Copy out exactly the line that contains "Target: kettle spout" and all lines following it to the end of the data.
##### PROVIDED ENTRIES
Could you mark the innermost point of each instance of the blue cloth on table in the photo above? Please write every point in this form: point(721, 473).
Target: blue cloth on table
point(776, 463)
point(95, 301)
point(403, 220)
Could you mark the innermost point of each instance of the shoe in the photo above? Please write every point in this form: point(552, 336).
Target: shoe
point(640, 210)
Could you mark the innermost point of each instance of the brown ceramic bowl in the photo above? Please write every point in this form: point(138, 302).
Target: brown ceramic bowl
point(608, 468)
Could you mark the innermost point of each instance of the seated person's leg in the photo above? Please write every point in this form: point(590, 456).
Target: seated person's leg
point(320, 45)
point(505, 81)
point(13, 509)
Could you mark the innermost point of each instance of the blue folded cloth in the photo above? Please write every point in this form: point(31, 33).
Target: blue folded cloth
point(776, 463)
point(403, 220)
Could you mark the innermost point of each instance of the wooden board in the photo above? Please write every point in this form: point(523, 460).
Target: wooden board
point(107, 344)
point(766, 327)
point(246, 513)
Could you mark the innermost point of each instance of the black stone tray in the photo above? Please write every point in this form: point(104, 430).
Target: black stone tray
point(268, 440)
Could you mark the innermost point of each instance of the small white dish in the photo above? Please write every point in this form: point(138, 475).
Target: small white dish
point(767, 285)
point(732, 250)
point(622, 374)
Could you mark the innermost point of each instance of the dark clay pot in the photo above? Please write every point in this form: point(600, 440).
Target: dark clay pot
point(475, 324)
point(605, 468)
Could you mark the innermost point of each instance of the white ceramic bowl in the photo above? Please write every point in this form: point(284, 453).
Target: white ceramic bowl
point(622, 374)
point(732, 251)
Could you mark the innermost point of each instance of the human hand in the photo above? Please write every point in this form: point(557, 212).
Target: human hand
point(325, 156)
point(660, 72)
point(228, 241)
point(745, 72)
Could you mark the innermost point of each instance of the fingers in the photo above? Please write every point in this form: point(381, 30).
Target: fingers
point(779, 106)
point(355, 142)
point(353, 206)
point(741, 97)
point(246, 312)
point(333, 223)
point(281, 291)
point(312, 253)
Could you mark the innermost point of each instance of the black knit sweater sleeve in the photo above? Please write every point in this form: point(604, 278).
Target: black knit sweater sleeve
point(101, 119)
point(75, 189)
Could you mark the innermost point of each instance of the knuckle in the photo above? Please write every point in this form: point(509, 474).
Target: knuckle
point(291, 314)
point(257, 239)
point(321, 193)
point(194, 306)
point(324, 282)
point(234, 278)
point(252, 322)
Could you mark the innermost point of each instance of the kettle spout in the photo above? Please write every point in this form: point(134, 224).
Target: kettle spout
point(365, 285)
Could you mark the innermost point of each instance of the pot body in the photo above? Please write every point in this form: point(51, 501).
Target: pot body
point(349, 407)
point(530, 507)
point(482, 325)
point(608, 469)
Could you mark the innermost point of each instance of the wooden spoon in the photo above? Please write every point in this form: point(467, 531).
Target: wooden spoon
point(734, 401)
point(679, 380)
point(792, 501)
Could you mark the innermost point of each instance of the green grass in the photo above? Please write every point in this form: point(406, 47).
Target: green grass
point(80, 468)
##########
» **EXERCISE OUTPUT**:
Target: kettle spout
point(365, 285)
Could you mark the innermost point of each instance of the pot body in the photo above? Please write every point in this form: point(51, 501).
Target: pot body
point(349, 407)
point(530, 507)
point(482, 325)
point(608, 469)
Could you mark the innermost point of each instance of the wooden spoon in the photo above? Please write every point in this form: point(467, 531).
Target: wooden spoon
point(734, 401)
point(679, 380)
point(792, 501)
Could you mark the innermost point of each instance of the green grass in the photo above? Please write every point in this form: point(406, 47).
Target: green grass
point(80, 468)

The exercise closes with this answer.